BEGIN MATERIALS PROVIDED

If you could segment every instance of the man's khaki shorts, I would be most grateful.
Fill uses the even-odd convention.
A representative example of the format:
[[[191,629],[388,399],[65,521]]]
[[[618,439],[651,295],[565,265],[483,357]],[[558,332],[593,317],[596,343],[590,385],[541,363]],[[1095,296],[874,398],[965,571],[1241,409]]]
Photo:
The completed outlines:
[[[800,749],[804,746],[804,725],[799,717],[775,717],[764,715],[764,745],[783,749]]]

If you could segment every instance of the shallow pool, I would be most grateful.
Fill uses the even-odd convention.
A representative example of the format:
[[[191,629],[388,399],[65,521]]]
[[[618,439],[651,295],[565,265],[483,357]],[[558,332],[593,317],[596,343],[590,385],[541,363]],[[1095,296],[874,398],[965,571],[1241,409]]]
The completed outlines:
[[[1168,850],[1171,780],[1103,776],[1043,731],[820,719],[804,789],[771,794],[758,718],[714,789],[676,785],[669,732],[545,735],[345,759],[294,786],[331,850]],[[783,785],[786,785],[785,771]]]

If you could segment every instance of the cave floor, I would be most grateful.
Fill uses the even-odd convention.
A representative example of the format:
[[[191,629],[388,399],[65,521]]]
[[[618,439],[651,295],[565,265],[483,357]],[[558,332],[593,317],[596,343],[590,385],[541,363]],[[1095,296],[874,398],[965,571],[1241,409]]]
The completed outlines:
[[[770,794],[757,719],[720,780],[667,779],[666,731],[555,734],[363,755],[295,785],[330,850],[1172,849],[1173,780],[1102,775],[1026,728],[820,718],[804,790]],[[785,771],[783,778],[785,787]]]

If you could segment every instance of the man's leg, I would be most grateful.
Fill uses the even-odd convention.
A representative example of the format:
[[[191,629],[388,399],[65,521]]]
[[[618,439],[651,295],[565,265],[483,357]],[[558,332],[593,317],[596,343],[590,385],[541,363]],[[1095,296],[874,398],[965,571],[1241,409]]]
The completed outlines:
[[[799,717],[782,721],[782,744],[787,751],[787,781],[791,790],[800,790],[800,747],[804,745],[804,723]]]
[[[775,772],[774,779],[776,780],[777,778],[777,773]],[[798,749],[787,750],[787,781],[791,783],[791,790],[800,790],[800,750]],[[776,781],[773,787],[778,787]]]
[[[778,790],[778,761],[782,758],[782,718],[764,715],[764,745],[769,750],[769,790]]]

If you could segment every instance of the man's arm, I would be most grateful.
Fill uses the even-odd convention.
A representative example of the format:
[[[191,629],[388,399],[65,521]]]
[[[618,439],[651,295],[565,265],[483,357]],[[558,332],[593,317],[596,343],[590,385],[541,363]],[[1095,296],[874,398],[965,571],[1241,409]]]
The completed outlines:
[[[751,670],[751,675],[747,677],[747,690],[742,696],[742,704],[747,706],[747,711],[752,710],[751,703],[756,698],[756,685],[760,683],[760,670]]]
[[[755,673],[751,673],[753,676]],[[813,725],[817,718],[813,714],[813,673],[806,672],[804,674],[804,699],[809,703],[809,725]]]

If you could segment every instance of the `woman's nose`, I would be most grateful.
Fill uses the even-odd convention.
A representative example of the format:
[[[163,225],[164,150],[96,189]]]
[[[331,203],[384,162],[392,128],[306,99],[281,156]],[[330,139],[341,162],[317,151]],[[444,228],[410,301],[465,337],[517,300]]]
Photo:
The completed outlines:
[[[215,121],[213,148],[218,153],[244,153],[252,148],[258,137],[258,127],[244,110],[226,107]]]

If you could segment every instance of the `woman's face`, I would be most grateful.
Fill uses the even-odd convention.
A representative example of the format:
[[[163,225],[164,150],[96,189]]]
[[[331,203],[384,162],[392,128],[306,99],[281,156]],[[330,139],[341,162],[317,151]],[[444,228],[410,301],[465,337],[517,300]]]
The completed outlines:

END MATERIALS PROVIDED

Reproduce the entries above exactly.

▶ YOUR SOLUTION
If you could segment every instance of the man's khaki shorts, I would be most grateful.
Fill uses the even-odd convention.
A representative example of the format:
[[[191,629],[388,399],[65,521]]]
[[[618,439],[651,295],[565,265],[483,357]],[[558,332],[593,317],[596,343],[590,385],[541,363]],[[1095,296],[874,398],[965,571],[1241,409]]]
Photo:
The completed outlines:
[[[800,749],[804,746],[804,725],[799,717],[775,717],[764,715],[764,745],[783,749]]]

If you could segment every instance of the shallow pool, I would be most grateful.
Fill uses the even-odd convention.
A representative example of the format:
[[[191,629],[388,399],[65,521]]]
[[[618,439],[651,295],[565,265],[483,357]],[[558,332],[593,317],[596,343],[590,385],[541,363]],[[1095,296],[874,398],[965,571],[1241,409]]]
The completed outlines:
[[[1168,850],[1171,780],[1103,776],[1043,731],[820,719],[804,789],[771,794],[758,718],[714,789],[676,785],[669,732],[545,735],[345,759],[294,786],[331,850]],[[783,785],[786,785],[785,771]]]

If you could segment every instance of the cave floor, I would be most grateful.
Fill uses the even-odd convention.
A representative example of the format:
[[[191,629],[388,399],[65,521]]]
[[[618,439],[651,295],[565,265],[483,357]],[[558,332],[593,317],[596,343],[590,385],[541,363]],[[1095,296],[874,398],[965,571],[1241,409]]]
The completed outlines:
[[[770,794],[757,719],[720,780],[667,779],[666,731],[555,734],[363,755],[295,785],[330,850],[1172,849],[1173,780],[1102,775],[1026,728],[820,718],[804,790]],[[785,771],[783,778],[785,787]]]

If you could segment every instance of the man's leg, I would be most grateful.
Fill uses the even-odd convention.
A representative example of the format:
[[[191,629],[388,399],[65,521]]]
[[[618,439],[651,295],[565,265],[483,357]],[[558,332],[593,317],[596,343],[590,385],[541,363]],[[1095,296],[874,398],[965,571],[1241,409]]]
The completed outlines:
[[[799,717],[782,721],[782,744],[787,751],[787,781],[791,790],[800,790],[800,747],[804,745],[804,723]]]
[[[775,772],[774,779],[776,780],[777,778],[777,773]],[[798,749],[787,750],[787,781],[791,783],[791,790],[800,790],[800,750]],[[776,781],[773,787],[778,787]]]
[[[778,790],[778,761],[782,758],[782,718],[764,715],[764,745],[769,750],[769,790]]]

If you could segment every instance of the man's arm, I would be most grateful.
Fill uses the even-odd convention.
A representative example of the format:
[[[191,629],[388,399],[65,521]]]
[[[618,439],[651,295],[565,265],[483,357]],[[558,332],[593,317],[596,343],[590,385],[541,363]],[[1095,296],[874,398],[965,571],[1241,409]]]
The completed outlines:
[[[751,670],[751,675],[747,677],[747,690],[742,696],[742,704],[747,706],[747,711],[752,710],[751,703],[756,698],[756,685],[760,683],[760,670]]]
[[[755,673],[751,673],[753,676]],[[813,725],[817,718],[813,714],[813,673],[806,672],[804,674],[804,699],[809,703],[809,725]]]

If you could segment every instance of the `woman's nose`, I would be most grateful.
Fill uses the even-odd convention.
A representative example of the format:
[[[163,225],[164,150],[96,189]]]
[[[331,203],[384,162],[392,128],[306,99],[281,156]],[[330,139],[341,162],[317,151]],[[444,228],[410,301],[465,337],[517,300]]]
Photo:
The completed outlines:
[[[215,121],[213,148],[218,153],[244,153],[252,148],[258,137],[258,127],[244,110],[226,107]]]

If you could segment every instance of the `woman's face`, I would be most grateful.
Fill uses the even-odd convention.
A representative example of the format:
[[[163,225],[164,150],[96,189]]]
[[[331,203],[384,162],[392,128],[306,99],[281,156]],[[330,139],[341,162],[317,151]],[[444,228],[410,301],[465,337],[517,300]]]
The completed outlines:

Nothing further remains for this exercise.